◆ Task
An exact transcription of every entry is required. Images are not part of it.

◆ Supplied records

>>>

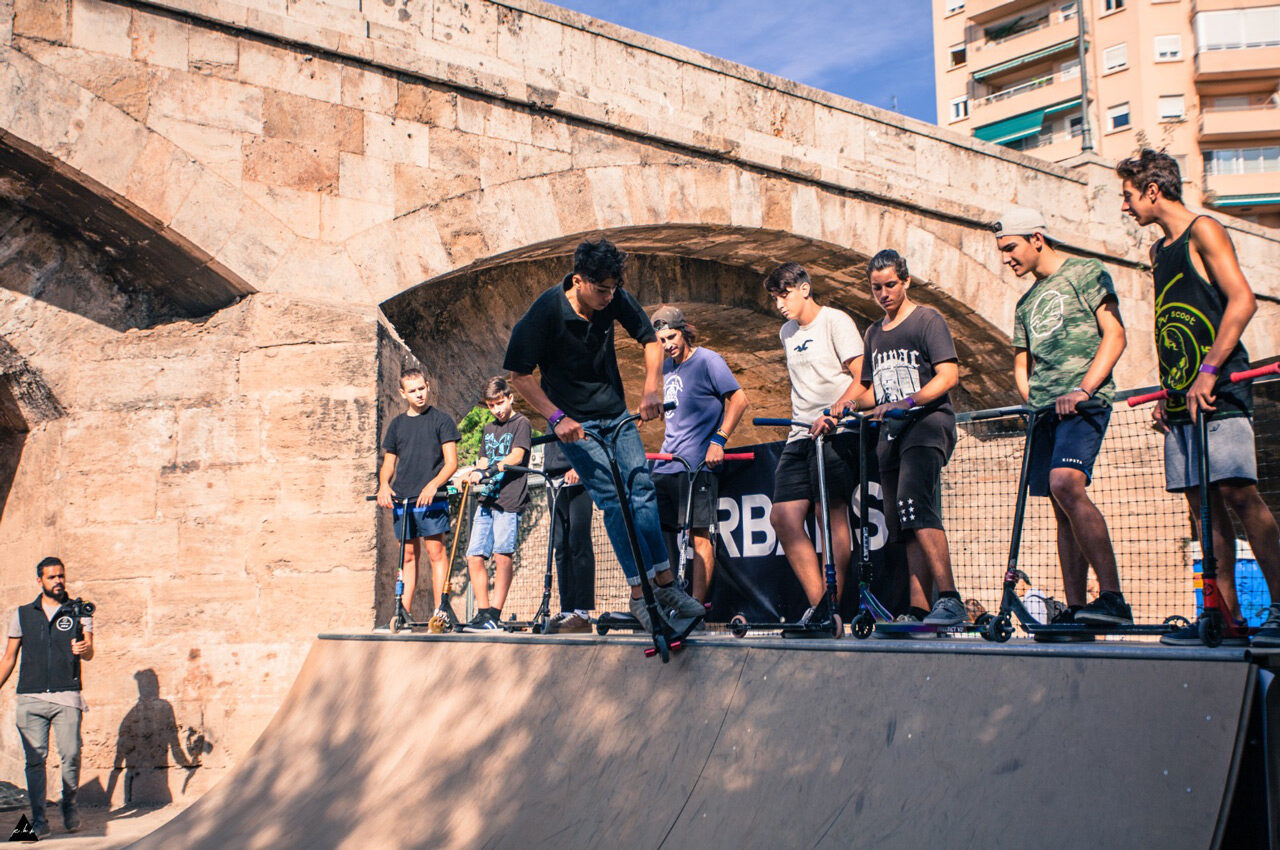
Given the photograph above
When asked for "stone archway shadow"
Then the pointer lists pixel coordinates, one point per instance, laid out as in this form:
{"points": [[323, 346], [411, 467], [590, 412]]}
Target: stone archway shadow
{"points": [[458, 323]]}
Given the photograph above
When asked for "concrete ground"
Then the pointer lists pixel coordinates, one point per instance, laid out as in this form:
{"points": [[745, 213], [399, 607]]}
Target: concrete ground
{"points": [[100, 828]]}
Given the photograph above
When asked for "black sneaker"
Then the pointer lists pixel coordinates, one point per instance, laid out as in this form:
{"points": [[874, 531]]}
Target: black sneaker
{"points": [[1269, 633], [1107, 609], [1065, 617]]}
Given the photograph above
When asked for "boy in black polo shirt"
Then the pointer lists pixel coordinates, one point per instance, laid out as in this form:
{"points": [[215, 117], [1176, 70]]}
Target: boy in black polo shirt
{"points": [[567, 336], [421, 448]]}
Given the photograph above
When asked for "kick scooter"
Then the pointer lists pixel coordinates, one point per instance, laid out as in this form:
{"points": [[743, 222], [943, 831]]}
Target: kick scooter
{"points": [[668, 634], [1215, 622], [612, 620], [401, 618], [1000, 629], [538, 624], [832, 626]]}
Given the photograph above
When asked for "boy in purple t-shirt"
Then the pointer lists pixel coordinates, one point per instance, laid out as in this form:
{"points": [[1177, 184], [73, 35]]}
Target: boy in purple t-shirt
{"points": [[709, 403]]}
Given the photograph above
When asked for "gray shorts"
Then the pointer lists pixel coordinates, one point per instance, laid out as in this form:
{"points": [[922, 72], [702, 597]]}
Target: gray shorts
{"points": [[1230, 453]]}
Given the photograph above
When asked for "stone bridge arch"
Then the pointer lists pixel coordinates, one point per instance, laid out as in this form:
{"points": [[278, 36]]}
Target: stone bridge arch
{"points": [[458, 324]]}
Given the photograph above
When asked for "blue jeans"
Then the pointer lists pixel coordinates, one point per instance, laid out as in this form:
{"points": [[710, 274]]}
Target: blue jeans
{"points": [[593, 466], [493, 531]]}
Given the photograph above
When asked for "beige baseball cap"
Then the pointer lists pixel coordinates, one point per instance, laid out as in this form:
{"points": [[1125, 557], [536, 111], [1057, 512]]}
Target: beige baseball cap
{"points": [[668, 316], [1020, 220]]}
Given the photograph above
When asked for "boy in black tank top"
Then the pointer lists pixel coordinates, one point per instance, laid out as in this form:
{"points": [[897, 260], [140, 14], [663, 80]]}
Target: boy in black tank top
{"points": [[1203, 305]]}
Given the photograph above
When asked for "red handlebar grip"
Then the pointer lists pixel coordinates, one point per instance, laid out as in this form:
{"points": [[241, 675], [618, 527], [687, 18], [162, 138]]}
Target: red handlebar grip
{"points": [[1150, 397]]}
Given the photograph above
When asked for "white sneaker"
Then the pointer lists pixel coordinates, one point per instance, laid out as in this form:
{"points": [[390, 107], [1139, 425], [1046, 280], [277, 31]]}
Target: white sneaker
{"points": [[947, 611]]}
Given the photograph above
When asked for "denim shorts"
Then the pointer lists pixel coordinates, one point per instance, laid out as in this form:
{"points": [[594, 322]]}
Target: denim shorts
{"points": [[424, 521], [1232, 453], [1065, 443], [493, 531]]}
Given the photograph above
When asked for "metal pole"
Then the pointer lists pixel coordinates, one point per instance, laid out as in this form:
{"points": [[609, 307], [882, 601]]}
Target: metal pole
{"points": [[1086, 129]]}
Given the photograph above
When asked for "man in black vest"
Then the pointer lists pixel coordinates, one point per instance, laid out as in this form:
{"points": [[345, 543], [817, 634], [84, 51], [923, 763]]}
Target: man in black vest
{"points": [[49, 686]]}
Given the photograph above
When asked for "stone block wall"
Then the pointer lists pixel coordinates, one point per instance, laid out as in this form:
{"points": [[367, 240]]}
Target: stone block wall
{"points": [[202, 480]]}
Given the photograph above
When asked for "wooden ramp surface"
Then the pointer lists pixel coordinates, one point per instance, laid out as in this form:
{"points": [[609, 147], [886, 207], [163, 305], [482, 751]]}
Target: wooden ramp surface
{"points": [[516, 741]]}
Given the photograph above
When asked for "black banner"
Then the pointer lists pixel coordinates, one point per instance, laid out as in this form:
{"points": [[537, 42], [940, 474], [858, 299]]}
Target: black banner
{"points": [[753, 576]]}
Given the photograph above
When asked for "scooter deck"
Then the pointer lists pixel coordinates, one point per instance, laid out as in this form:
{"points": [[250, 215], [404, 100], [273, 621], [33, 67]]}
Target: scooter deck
{"points": [[1087, 629], [919, 629]]}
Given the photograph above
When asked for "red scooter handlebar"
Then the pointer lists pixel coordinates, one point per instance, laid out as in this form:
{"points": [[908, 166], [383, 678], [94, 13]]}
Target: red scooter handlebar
{"points": [[1160, 394]]}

<<<

◆ Result for this exercise
Given the photograph above
When asked for "stone archway shadow"
Then the pointer lists pixel coordinates, one point per instance, laid out as in this form:
{"points": [[323, 346], [411, 467], [590, 412]]}
Target: stone archway shadow
{"points": [[458, 323]]}
Given the photograph above
When asked for "concrete ground"
Then the pointer lists pixel coordinates, one point per instance, laid out as in this form:
{"points": [[745, 213], [399, 607]]}
Target: concrete ground
{"points": [[100, 828]]}
Given the photograph above
When asked for "black sneaker"
Then the pointer lists pixel coordinates, one point per instance, laid out as in this form:
{"points": [[874, 531]]}
Target: black sneaker
{"points": [[1269, 633], [1107, 609], [1065, 617]]}
Given the photograph above
When asked for "boy in black polo shirt"
Then the pointer lists pixel coordinates, one point per instance, laid out as in this form:
{"points": [[215, 117], [1176, 70]]}
Target: boy in black polo shirt
{"points": [[567, 336], [421, 448]]}
Given the photograph above
When asked for "kick scooter"
Then the pointer lists pixel coordinates, one point per instance, laid out as in this form:
{"points": [[743, 222], [943, 831]]}
Target: kick scooter
{"points": [[668, 634], [1215, 622], [612, 620], [401, 618], [1000, 629], [538, 624], [832, 626]]}
Given the photograph above
When asked for "boy in purple t-shirt"
Then the pointer lists pixel coordinates, one point per instance, laid out as in this form:
{"points": [[1177, 184], [73, 35]]}
Target: boy in purple t-shirt
{"points": [[709, 403]]}
Given the photograph above
When asked for "gray shorts"
Then the pointer lists pixel coordinates, one point per instance, laid out as in this form:
{"points": [[922, 72], [702, 597]]}
Target: gray shorts
{"points": [[1230, 453]]}
Given the photograph above
When asked for "stone bridge arch"
Then the pointer lists pixel coordinates, one point per instance, laid out as in this form:
{"points": [[278, 36]]}
Target: stone bridge arch
{"points": [[458, 324]]}
Given the photograph above
When asked for "blue jeans"
Then the pointer lists pixel coordinates, one point per instance, laid out as in this form:
{"points": [[710, 274]]}
Target: blue jeans
{"points": [[593, 466], [493, 531]]}
Given the photograph above
When asked for "beige baseball cap"
Then the pointer lists pixel coordinates, one point per instance, laid out as in this form:
{"points": [[1125, 557], [536, 111], [1057, 512]]}
Target: beige baseball cap
{"points": [[668, 316], [1020, 220]]}
Given the photograph above
When asked for "boy in black tank top"
Then the pointer lists pixel coordinates, one point per instance, laid out as in this form:
{"points": [[897, 260], [140, 14], [663, 80]]}
Target: boy in black tank top
{"points": [[1203, 305]]}
Given the photograph above
When asked for "red handlebar grip"
Then the pointer lists pixel coordinates, one point per instance, laid out as in this form:
{"points": [[241, 675], [618, 527], [687, 18], [162, 138]]}
Target: red handlebar grip
{"points": [[1150, 397]]}
Given the photograph above
When asked for "white sneaker"
Then the pointer lists pixel coordinates, one point per instance, laid out as in this form:
{"points": [[390, 107], [1139, 425], [1046, 280], [277, 31]]}
Target: white sneaker
{"points": [[947, 611]]}
Given the photograph above
When asked for "denim shorts"
Then the pointer lists pixel coordinates, one point per instance, laid out as in this form:
{"points": [[594, 322]]}
Target: denim shorts
{"points": [[424, 521], [1232, 453], [1065, 443], [493, 531]]}
Given the photograph above
When asked for "metal pole"
Then the pointer lists pixel coordinates, one point per instance, laid out as in this form:
{"points": [[609, 307], [882, 601]]}
Target: metal pole
{"points": [[1086, 129]]}
Given the photograph above
When asked for "man in black vest"
Then the pointer lists pixel coordinates, one point per instance, laid out as in this form:
{"points": [[345, 543], [817, 634], [84, 51], [923, 763]]}
Target: man in black vest
{"points": [[49, 686]]}
Given the photograph above
When asked for "stone block wall"
Then the pointer lists pixel coordinates, one point per instance, laid out as in this form:
{"points": [[367, 240]]}
Target: stone block wall
{"points": [[202, 480]]}
Given the photograph above
When asked for "wooden ramp surface"
Then the pointer lists pixel coordinates, one point per instance, laid out as in this form:
{"points": [[609, 147], [886, 207], [163, 305], [482, 751]]}
Target: wooden ramp surface
{"points": [[516, 741]]}
Given the photograph above
When asked for "black banner"
Then the pointer lists pixel coordinates, one point per instance, laid out as in this form:
{"points": [[537, 42], [940, 474], [858, 299]]}
Target: black banner
{"points": [[753, 576]]}
Given the photograph above
When asked for "scooter deck"
Then the pointer lists pixel coordinates, one point per instance, laid out as in this form:
{"points": [[250, 215], [404, 100], [273, 621], [33, 67]]}
Target: scooter deck
{"points": [[1087, 629], [919, 629]]}
Given the photograph above
When asked for "red scooter handlebar"
Then the pointer lists pixel coordinates, one point per instance, laid out as in this form:
{"points": [[908, 166], [383, 678], [94, 13]]}
Target: red scooter handlebar
{"points": [[1160, 394]]}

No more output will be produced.